**The problem:** Transcribe, with complete accuracy, all of the entries below except for the pictures.
*** Exercise input ***
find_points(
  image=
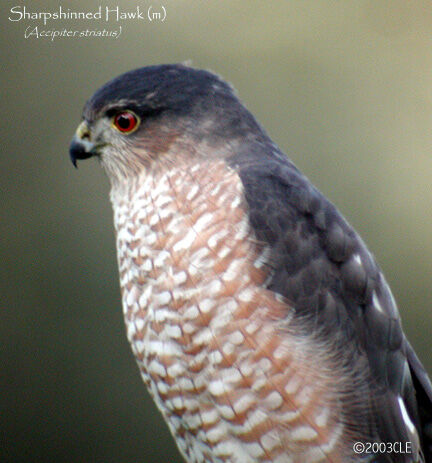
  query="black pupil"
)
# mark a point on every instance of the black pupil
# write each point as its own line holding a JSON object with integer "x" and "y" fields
{"x": 124, "y": 121}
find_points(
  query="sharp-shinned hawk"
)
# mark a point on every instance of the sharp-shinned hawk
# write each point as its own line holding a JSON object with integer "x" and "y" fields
{"x": 261, "y": 324}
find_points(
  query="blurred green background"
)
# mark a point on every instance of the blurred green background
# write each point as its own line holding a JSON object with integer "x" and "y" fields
{"x": 345, "y": 88}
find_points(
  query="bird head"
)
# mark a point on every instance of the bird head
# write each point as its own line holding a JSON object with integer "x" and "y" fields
{"x": 159, "y": 114}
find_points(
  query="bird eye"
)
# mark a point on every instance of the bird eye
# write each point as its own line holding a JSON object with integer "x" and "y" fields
{"x": 125, "y": 122}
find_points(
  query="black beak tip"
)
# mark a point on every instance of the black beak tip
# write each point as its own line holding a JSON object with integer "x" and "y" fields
{"x": 77, "y": 150}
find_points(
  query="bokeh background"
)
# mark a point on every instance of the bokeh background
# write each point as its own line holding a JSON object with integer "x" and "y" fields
{"x": 345, "y": 88}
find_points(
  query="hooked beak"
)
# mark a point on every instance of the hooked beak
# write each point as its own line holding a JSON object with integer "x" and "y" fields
{"x": 81, "y": 147}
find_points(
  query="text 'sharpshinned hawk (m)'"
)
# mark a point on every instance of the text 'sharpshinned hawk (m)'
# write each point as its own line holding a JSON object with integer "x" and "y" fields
{"x": 261, "y": 324}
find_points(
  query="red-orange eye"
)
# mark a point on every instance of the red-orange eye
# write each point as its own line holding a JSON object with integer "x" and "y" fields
{"x": 125, "y": 122}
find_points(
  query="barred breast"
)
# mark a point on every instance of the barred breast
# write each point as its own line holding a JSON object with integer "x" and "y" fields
{"x": 234, "y": 378}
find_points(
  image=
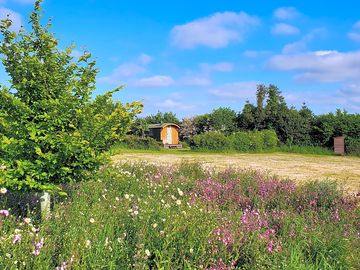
*** End of Exercise input ***
**Finished exercise:**
find_points(
  image=
  query="black pupil"
)
# mark a point on every instance of the black pupil
# write each point as its own line holding a JSON object with integer "x" and "y" fields
{"x": 124, "y": 121}
find_points(
  query="sharp-shinned hawk"
)
# mark a point on every instance of the sharp-shinned hawk
# write each point as its own line holding a JSON object with integer "x" and "y" fields
{"x": 261, "y": 324}
find_points(
  query="blurred green background"
)
# mark a point on every instance of the blurred green background
# write each point as its own line holding a JSON object with integer "x" and "y" fields
{"x": 345, "y": 88}
find_points(
  query="bird head"
)
# mark a point on every instance of the bird head
# write each point as its own line holding a JSON object with integer "x" and "y" fields
{"x": 159, "y": 114}
find_points(
  query="bird eye"
)
# mark a point on every instance of the bird eye
# write each point as its own line holding a JSON object with integer "x" and "y" fields
{"x": 125, "y": 122}
find_points(
  query="black beak tip"
)
# mark a point on every instance of the black beak tip
# write each point as its own line holding a JSON object with integer "x" and "y" fields
{"x": 77, "y": 150}
find_points(
  query="bokeh background"
)
# mark a point on every instance of the bokeh background
# write each point as its own line holding a JSON object with integer "x" and "y" fields
{"x": 345, "y": 88}
find_points(
  query="hooked beak"
)
# mark a point on every instance of the hooked beak
# write each point as its own line holding a JSON object with integer "x" and "y" fields
{"x": 81, "y": 147}
find_points(
  query="text 'sharpshinned hawk (m)'"
)
# mark a point on every instance of the text 'sharpshinned hawk (m)'
# write each point as its own line holding a JSON object with integer "x" and "y" fields
{"x": 261, "y": 324}
find_points(
  query="red-orange eye"
)
# mark a point on every instance of the red-orange eye
# write each point as its own line holding a JSON object with integer "x" and "y" fields
{"x": 125, "y": 122}
find_points(
  query="barred breast"
)
# mark a point on every instance of the barred breast
# write each point as its own line holding a JSON object with integer "x" and "y" fields
{"x": 234, "y": 378}
find_points(
  image=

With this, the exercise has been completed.